*** Opening of Information provided ***
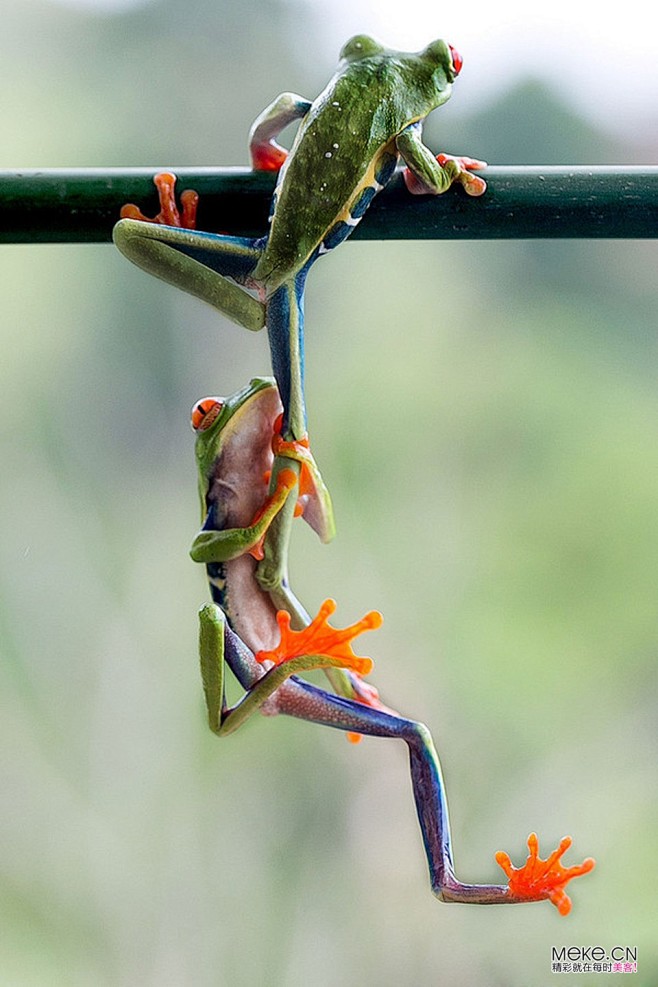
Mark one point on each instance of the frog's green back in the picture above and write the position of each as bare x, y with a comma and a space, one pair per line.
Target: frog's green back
345, 145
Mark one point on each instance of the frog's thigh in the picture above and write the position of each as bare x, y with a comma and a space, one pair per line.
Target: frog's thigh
198, 263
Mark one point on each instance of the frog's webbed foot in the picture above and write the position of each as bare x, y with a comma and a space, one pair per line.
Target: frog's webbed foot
169, 214
323, 645
314, 500
538, 879
457, 169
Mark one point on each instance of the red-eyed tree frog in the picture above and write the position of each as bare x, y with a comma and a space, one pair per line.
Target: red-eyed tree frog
347, 147
234, 439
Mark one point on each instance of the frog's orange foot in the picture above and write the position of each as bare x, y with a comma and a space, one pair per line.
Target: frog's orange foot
169, 214
319, 638
463, 166
538, 878
268, 156
465, 163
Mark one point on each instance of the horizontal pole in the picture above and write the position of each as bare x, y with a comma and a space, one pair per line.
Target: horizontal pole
521, 202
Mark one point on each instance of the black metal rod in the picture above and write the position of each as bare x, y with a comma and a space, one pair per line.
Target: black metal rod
521, 202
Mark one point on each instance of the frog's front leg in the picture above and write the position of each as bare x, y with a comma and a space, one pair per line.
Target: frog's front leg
430, 175
222, 545
266, 154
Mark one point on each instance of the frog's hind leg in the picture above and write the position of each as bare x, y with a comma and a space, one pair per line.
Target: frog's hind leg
305, 701
285, 329
198, 263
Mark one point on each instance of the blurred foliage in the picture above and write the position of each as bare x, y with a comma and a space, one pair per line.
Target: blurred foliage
486, 416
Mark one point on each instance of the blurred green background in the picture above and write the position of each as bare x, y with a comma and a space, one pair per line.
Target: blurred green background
486, 417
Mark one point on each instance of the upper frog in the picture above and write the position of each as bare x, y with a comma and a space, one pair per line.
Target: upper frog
346, 147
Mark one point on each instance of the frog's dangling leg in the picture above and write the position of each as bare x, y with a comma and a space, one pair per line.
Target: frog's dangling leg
285, 330
318, 646
198, 263
536, 881
285, 327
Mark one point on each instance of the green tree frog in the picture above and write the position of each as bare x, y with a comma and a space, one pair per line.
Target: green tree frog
242, 628
347, 147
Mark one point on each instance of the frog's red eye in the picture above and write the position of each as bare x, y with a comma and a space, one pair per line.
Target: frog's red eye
457, 60
204, 413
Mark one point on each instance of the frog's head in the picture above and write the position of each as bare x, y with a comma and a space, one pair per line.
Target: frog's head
361, 46
444, 61
430, 72
238, 428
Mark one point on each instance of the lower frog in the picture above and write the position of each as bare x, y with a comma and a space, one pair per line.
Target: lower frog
242, 628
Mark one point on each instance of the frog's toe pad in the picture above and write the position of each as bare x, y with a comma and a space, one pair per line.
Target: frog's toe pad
538, 879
*** Close of Information provided ***
## Task requirements
Please write out every entry exactly, but skip the pictures.

## Response
Mark one point on each instance of the frog's green back in the picture above and write the position of each as bare x, y with a comma and a space, one pair per line.
Target: frog's green back
345, 145
Mark one point on each instance of the frog's thigh in the picture above and write the position of each as bare x, y with a comma and a space, one pair per line.
Target: frog's thigh
198, 263
Mark one point on each instance of the frog's webbed foot in the picture above and write the position of each as bare x, y with a comma and a space, one pair per line.
Target: frog's webbed foot
169, 214
323, 645
314, 500
538, 879
457, 169
Mark one point on each instance of the red-eyed tree frog in the picture above and write the position of each as bare x, y with a comma and a space, one pair per line.
Target: red-eyed tree frog
347, 147
234, 439
Mark one point on each instance of the frog's orange foot in the picture above and write the position of each as bare x, y with a comma and a space, one pair per line.
Target: frog's orange foot
169, 214
319, 638
463, 166
538, 878
268, 156
465, 163
Mark one point on each instance of the horizontal pole in the picture above and write the position of each as bare x, y with a comma and a space, one pair per line.
Target: horizontal pole
521, 202
Mark one point on each instance of the black metal rod in the picture above and write the position of each as bare x, y with a comma and a space, one pair per line.
Target: black metal rod
521, 202
Mark one point on each instance of the frog's front leg in the picture above and write the position of each as bare x, y with a comma and a space, one pair per line.
Target: frog's front leg
430, 175
222, 545
266, 154
Mark one point on each instance of the frog's hind leg in the picture above and write the position of each as bare x, y with a comma and a space, one pair per line.
Target: frog's hind leg
305, 701
285, 329
198, 263
Mark one point on each instance of the blurred foliage in the picture above and write the position of each as bare x, y with a comma and a space, one pair per line.
Target: blurred foliage
486, 416
Mark one point on each instance of the blurred green background in the picture above and write the position of each as bare x, y with a comma and a space, one pair per line.
Target: blurred green background
486, 417
Mark one point on each instance of the upper frog in the picture above and write the position of each as bare x, y with a comma and a space, one pair per line.
Target: upper frog
346, 147
Mark one point on each instance of the frog's dangling leg in the picture above and write the position of each as bare x, y with a comma and a space, one pair per line.
Target: frog's dangling leg
285, 330
318, 646
198, 263
536, 881
285, 327
Mark one point on each instance of the green tree frog in the picture above and write the position of each as bare x, y with a comma and a space, one pair per line.
Target: green tree frog
242, 628
347, 147
Mark one point on each instance of the frog's red eye in the picture above and write the position of each as bare x, y with a comma and a space, one pair per line.
Target: frog's red eye
457, 60
204, 413
Mark one point on each instance of the frog's head in the picture above and write the position of each as bare x, y with a comma and a space, one pair per line.
Target: frog's head
361, 46
444, 61
430, 72
238, 428
Mark one point on each instance of the lower frog in the picture above and write the position of each as bare x, y with a comma and a space, one pair per line.
Target: lower frog
242, 628
Mark one point on each instance of the frog's toe pad in the picture above and write the position of each as bare x, y with a comma and a space, one pair per line.
Target: frog's toe pad
538, 879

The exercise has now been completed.